Exercise requirements:
a) Return the passage of the loudspeaker review between "Zellaton Reference MkII Loudspeaker" and "for review samples.", inclusive.
b) Answer these from the loudspeaker review:
(i) Over how many years has the writer been hearing equipment at trade shows?
(ii) At which event did the Scaena Iso-Linear array stop the writer in their tracks?
(iii) In what city did the writer hear an earlier version of the Zellaton Reference MkIIs?

Page extract below:

Zellaton Reference MkII Loudspeaker

Over the last twenty-five years I’ve heard a lot of fine equipment at trade shows around the world. Only twice have I been stopped in my tracks by a sound so uncannily realistic it literally made me do a double take. This happened, a decade or so ago, at CES with the Scaena Iso-Linear loudspeaker array. And again, just three years past, in Munich with an earlier version of the speakers I’m about to discuss, the Zellaton Reference MkIIs. In both cases I was so amazed that, one by one, I tracked down every other member of our staff and dragged him back with me to hear what I’d heard. It should go without saying that, in both cases, I immediately asked for review samples.

End of Page extract.
Recorded information below:

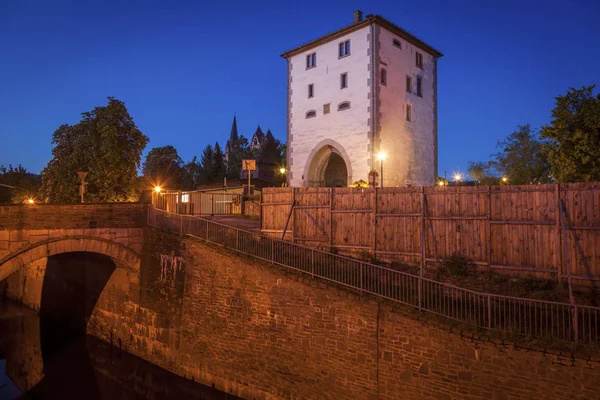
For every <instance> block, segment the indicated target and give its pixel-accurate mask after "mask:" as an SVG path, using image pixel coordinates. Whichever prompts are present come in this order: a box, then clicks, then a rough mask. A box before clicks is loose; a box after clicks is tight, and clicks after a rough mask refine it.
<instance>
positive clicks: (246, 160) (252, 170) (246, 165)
mask: <svg viewBox="0 0 600 400" xmlns="http://www.w3.org/2000/svg"><path fill="white" fill-rule="evenodd" d="M242 170H244V171H247V172H248V196H249V195H250V171H256V160H242Z"/></svg>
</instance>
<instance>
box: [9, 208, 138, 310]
mask: <svg viewBox="0 0 600 400" xmlns="http://www.w3.org/2000/svg"><path fill="white" fill-rule="evenodd" d="M145 208H146V206H145V205H141V204H97V205H96V204H82V205H35V206H2V207H0V282H2V281H4V282H3V283H2V284H0V292H1V291H2V288H4V290H3V291H4V292H5V295H6V296H7V297H9V298H13V299H16V300H19V301H21V302H22V303H23V304H25V305H27V306H29V307H31V308H34V309H36V310H39V309H40V305H41V296H42V288H43V283H44V280H48V279H47V277H46V270H47V266H48V260H49V259H50V260H52V259H53V257H55V256H58V257H60V256H61V255H64V254H68V253H88V254H90V253H93V254H97V255H102V256H105V257H107V258H110V260H112V261H113V262H114V266H115V267H116V270H117V275H121V274H127V275H129V276H128V279H133V280H138V279H139V277H138V275H139V270H140V253H141V249H142V244H143V227H144V225H145ZM120 270H123V271H120Z"/></svg>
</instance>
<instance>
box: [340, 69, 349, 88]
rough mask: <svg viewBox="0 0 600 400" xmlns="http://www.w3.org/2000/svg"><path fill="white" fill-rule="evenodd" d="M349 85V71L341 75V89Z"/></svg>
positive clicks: (343, 73) (340, 79) (344, 87)
mask: <svg viewBox="0 0 600 400" xmlns="http://www.w3.org/2000/svg"><path fill="white" fill-rule="evenodd" d="M347 87H348V73H347V72H345V73H343V74H341V75H340V89H344V88H347Z"/></svg>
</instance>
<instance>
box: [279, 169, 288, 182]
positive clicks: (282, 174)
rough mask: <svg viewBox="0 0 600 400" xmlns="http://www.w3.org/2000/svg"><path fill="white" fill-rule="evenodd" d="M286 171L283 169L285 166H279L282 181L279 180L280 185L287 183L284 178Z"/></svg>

End of Recorded information.

Task-by-task solutions:
a)
Zellaton Reference MkII Loudspeaker

Over the last twenty-five years I’ve heard a lot of fine equipment at trade shows around the world. Only twice have I been stopped in my tracks by a sound so uncannily realistic it literally made me do a double take. This happened, a decade or so ago, at CES with the Scaena Iso-Linear loudspeaker array. And again, just three years past, in Munich with an earlier version of the speakers I’m about to discuss, the Zellaton Reference MkIIs. In both cases I was so amazed that, one by one, I tracked down every other member of our staff and dragged him back with me to hear what I’d heard. It should go without saying that, in both cases, I immediately asked for review samples.

b)
(i) Twenty-five years
(ii) CES
(iii) Munich